======== TEKST ŹRÓDŁOWY

Nasza Loteria SR - pasek na kartach artykułów

Gdynia: Spadkobiercy walczą o Park Rady Europy

Szymon Szadurski
Szymon Szadurski
Jeden ze spadkobierców z archiwalnymi dokumentami na terenie Parku Rady Europy
Jeden ze spadkobierców z archiwalnymi dokumentami na terenie Parku Rady Europy Tomasz Bołt
Całą teczkę z wycinkami prasowymi, dokumentami, wynikami kolejnych konkursów architektonicznych zamierzają dostarczyć prezydentowi Gdańska spadkobiercy byłych właścicieli Parku Rady Europy. Pochodzące przede wszystkim z Archiwum Państwowego materiały mają umożliwić dawnym posiadaczom gruntów w centrum Gdyni odzyskanie nieruchomości.

Miasto dziś twierdzi, że zwrot jest niemożliwy, bo działki zagospodarowane zostały pod cele publiczne, czyli park. Jednak dokumenty, które zdobyli i pokazali nam spadkobiercy, podważają taką hipotezę. Wynika z nich, iż park w miejscu, o które toczy się spór własnościowy, był tam już wcześniej, a działki wywłaszczano po to, żeby wybudować Forum Morskie. To jednak nigdy nie powstało. Jeśli cel wywłaszczenia nie zostanie zrealizowany w ciągu 10 lat od czasu przejęcia działek, dawnym właścicielom należy się zwrot gruntów.

Czytaj także: Ważą się losy działek w parku Rady Europy

- W świetle tych dokumentów nie ma już żadnych wątpliwości, kto ma rację w tym sporze - mówi jeden ze spadkobierców. Pokazał nam zdjęcia sprzed 1966 r., na których widać park. - Nie rozumiem więc, na jakiej podstawie urzędnicy twierdzą, iż urządzono go dopiero po 1966 r., i na tej podstawie odmawiają zwrotu - twierdzi spadkobierca. - Zasadzono tam zieleń i wykonano piaskownice sześć lat przed wywłaszczeniem i od tego czasu do dziś praktycznie nic się nie zmieniło.

================
======== DOSTARCZONE DANE

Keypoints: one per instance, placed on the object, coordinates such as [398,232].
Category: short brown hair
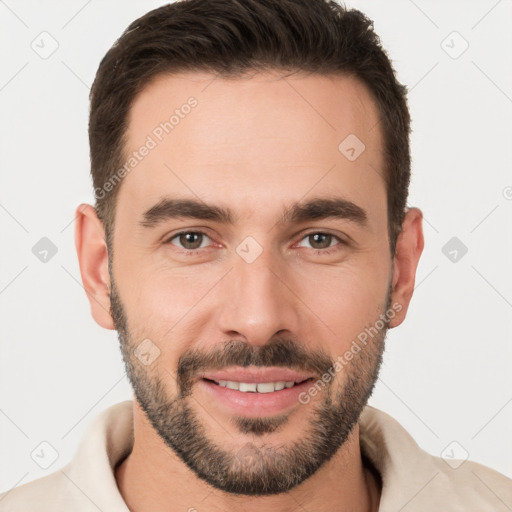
[229,38]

================

• CELE ZADAŃ
[1] Przepisz słowo w słowo fragment artykułu o Parku Rady Europy, począwszy od słów "Miasto dziś twierdzi, że" aż do słów "się zwrot gruntów.".
[2] Wymień wszystkie rodzaje materiałów, które według artykułu o Parku Rady Europy spadkobiercy zebrali w teczce dla prezydenta.

• ODPOWIEDZI DO ZADAŃ
[1]
Miasto dziś twierdzi, że zwrot jest niemożliwy, bo działki zagospodarowane zostały pod cele publiczne, czyli park. Jednak dokumenty, które zdobyli i pokazali nam spadkobiercy, podważają taką hipotezę. Wynika z nich, iż park w miejscu, o które toczy się spór własnościowy, był tam już wcześniej, a działki wywłaszczano po to, żeby wybudować Forum Morskie. To jednak nigdy nie powstało. Jeśli cel wywłaszczenia nie zostanie zrealizowany w ciągu 10 lat od czasu przejęcia działek, dawnym właścicielom należy się zwrot gruntów.

[2] Teczka zawiera wycinki prasowe, dokumenty oraz wyniki kolejnych konkursów architektonicznych.